Start of Reading text
Is there a herd immunity argument in favour of opening up now?

The proportion required to be vaccinated in order to achieve herd immunity differs according to the disease – for measles it is 95%, for polio 80%. Previous estimates suggest that such immunity for Covid would require between 60% and 70% of the population to be vaccinated (some estimates put the proportion even higher). For the UK alone, we are in the window, with around two-thirds of the adult population now having received two doses of the vaccine (though that figure drops to around 50% once we allow for children, who are not scheduled to receive the vaccine). But on a global basis we are nowhere near this. According to the respected website Our World in Data, only 24.4% of the world’s population has received one dose of the vaccine. So long as country borders remain open – even if only partially – the risk of cross-border transmission remains high.

A recent article in Nature suggested that herd immunity to Covid is now unlikely to be achieved and the epidemiology community is “moving away from the idea that we’ll hit the herd-immunity threshold and then the pandemic will go away for good.” As new variants emerge – much like the delta variant – and immunity begins to wane, the likelihood is that Covid will become an endemic disease in much the same way as flu. In this sense, at least, the UK government’s argument that we will have to live with Covid is consistent with scientific thinking. However, this is not an argument for ending all restrictions.

On the plus side, although cases are rising sharply, hospital admission and mortality rates have not. This provides strong support for the government’s argument that the vaccine programme has helped break the mortality link. Whether or not this remains the case cannot easily be predicted. The UK population is only partially vaccinated and virologists fear that ending restrictions in such an environment will create a breeding ground for new Covid variants. Even if the worst case does not arise, the medical evidence is clear: Avoid unnecessary exposure to Covid.

A recipe for economic chaos

It is perfectly understandable that parts of the hospitality industry want to get back to business as usual. But the wider economic costs of opening up are potentially significant. The government plans to scrap the working from home guidance and it will be up to employers to find an agreement with staff as to how the transition back to the workplace will be managed. However, the self-isolation rules requiring people to quarantine for 10 days in the event they come into contact with Covid will only be lifted on 16 August. On the basis that two people are forced to isolate for every recorded case, 100,000 cases per day as per Sajid Javid’s suggestion, would result in 1.4 million people having to self-isolate in the second half of July and first half of August.

Even if the number of cases is “only” 50,000 per day, it still implies that 2% of those in employment will be affected which will have significant implications for businesses. It is likely that many employers will continue to allow their employees to work from home but there are many jobs where this is simply impossible (e.g. retail). There will thus be some very heated conversations between employers and employees about the appropriate time to return to work.

Last word

In some respects the government’s insistence on setting a date to end restrictions is reminiscent of the approach to the Brexit deadline: Announce the date; implement the policy and deal with the fallout later. But given the government’s past approach to Covid which has seen it criticised for being too slow in applying lockdowns and closing borders, not to mention the policy towards old-age care homes, it is reasonable that people are concerned about the consequences of opening up at a time of rising Covid cases. The government knows that it cannot afford to get this policy wrong. Many people’s lives literally depend on it.
End of Reading text
Start of Recorded information
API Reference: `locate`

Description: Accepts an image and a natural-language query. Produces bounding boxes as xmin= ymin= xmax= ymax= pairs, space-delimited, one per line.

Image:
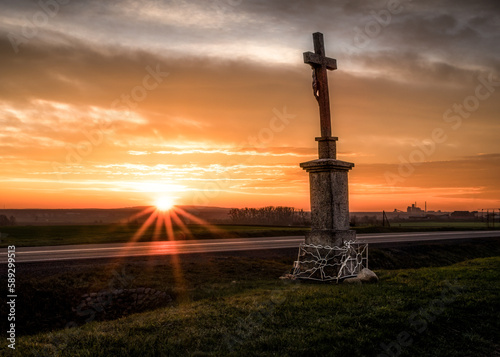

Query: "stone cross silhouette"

xmin=304 ymin=32 xmax=337 ymax=138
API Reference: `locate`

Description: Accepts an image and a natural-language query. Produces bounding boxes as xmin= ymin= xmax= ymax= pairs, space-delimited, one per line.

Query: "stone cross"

xmin=304 ymin=32 xmax=337 ymax=138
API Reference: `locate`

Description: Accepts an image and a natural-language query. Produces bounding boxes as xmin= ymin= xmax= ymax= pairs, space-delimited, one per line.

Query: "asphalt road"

xmin=0 ymin=231 xmax=500 ymax=263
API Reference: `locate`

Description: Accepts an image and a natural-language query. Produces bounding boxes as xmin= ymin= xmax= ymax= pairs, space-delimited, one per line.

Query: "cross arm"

xmin=304 ymin=52 xmax=337 ymax=70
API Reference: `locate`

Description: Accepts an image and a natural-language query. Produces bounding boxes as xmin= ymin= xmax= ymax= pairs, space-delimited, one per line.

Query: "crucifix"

xmin=304 ymin=32 xmax=337 ymax=138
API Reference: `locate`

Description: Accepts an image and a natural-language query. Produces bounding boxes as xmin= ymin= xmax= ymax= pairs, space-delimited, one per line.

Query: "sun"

xmin=155 ymin=196 xmax=175 ymax=211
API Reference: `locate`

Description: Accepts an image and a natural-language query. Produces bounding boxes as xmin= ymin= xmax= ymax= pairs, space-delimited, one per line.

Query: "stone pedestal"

xmin=300 ymin=145 xmax=356 ymax=247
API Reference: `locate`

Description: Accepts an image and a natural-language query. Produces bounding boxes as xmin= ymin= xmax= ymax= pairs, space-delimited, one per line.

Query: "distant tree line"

xmin=228 ymin=206 xmax=310 ymax=226
xmin=0 ymin=214 xmax=16 ymax=226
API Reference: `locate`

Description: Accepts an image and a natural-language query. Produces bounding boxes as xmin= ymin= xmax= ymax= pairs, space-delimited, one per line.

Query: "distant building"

xmin=450 ymin=211 xmax=477 ymax=219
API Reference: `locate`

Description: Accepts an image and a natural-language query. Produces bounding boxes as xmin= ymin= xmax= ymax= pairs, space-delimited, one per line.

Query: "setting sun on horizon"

xmin=0 ymin=1 xmax=500 ymax=211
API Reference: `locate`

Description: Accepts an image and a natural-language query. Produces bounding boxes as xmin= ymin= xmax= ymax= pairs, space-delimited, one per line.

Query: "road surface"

xmin=0 ymin=231 xmax=500 ymax=263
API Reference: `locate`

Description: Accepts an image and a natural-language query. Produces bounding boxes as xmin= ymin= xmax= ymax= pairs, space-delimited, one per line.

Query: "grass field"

xmin=0 ymin=224 xmax=309 ymax=247
xmin=10 ymin=253 xmax=500 ymax=356
xmin=0 ymin=222 xmax=500 ymax=247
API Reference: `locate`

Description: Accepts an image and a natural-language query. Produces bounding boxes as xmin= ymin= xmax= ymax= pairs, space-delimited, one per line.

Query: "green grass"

xmin=16 ymin=257 xmax=500 ymax=356
xmin=0 ymin=224 xmax=309 ymax=247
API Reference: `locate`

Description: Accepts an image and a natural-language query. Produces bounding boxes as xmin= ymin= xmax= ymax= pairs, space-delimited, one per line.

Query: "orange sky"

xmin=0 ymin=0 xmax=500 ymax=211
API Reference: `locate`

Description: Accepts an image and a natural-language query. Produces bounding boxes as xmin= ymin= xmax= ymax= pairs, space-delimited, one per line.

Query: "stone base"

xmin=305 ymin=229 xmax=356 ymax=247
xmin=285 ymin=241 xmax=368 ymax=282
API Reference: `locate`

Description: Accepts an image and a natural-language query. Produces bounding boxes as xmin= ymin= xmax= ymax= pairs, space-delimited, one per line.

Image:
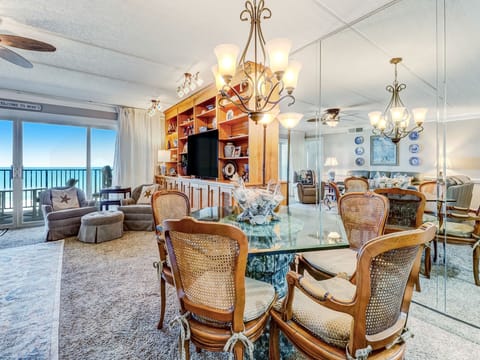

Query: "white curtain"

xmin=113 ymin=107 xmax=165 ymax=187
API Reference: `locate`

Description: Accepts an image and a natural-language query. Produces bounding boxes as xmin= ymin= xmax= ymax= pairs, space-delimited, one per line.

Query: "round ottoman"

xmin=78 ymin=211 xmax=123 ymax=243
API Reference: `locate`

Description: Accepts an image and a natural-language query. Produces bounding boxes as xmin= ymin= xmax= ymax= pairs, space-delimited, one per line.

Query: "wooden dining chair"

xmin=374 ymin=188 xmax=435 ymax=291
xmin=343 ymin=176 xmax=369 ymax=193
xmin=163 ymin=217 xmax=276 ymax=359
xmin=151 ymin=190 xmax=190 ymax=329
xmin=270 ymin=223 xmax=435 ymax=360
xmin=296 ymin=192 xmax=388 ymax=280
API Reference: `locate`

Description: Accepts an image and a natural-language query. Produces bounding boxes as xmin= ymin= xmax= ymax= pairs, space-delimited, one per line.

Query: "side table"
End of Recorded information
## What you need to do
a – Please rewrite the paragraph of the article above that begins "On the plus side" as a short bulleted list, keeping its main facts.
b – Answer these questions from the article above:
(i) What proportion of vaccination does the article give for herd immunity to measles?
(ii) On what date will the 10-day self-isolation rules be lifted?
(iii) Which earlier deadline does the government's approach to ending restrictions call to mind?

## Responses by item number
a –
- Cases are rising sharply, but hospital admission and mortality rates are not.
- This strongly supports the government's claim that the vaccine programme has helped break the mortality link.
- Whether this will continue cannot easily be predicted.
- The UK population is only partially vaccinated, and virologists fear that ending restrictions will create a breeding ground for new Covid variants.
- Even if the worst case does not arise, the medical evidence is clear: avoid unnecessary exposure to Covid.

b –
(i) 95%
(ii) 16 August
(iii) The Brexit deadline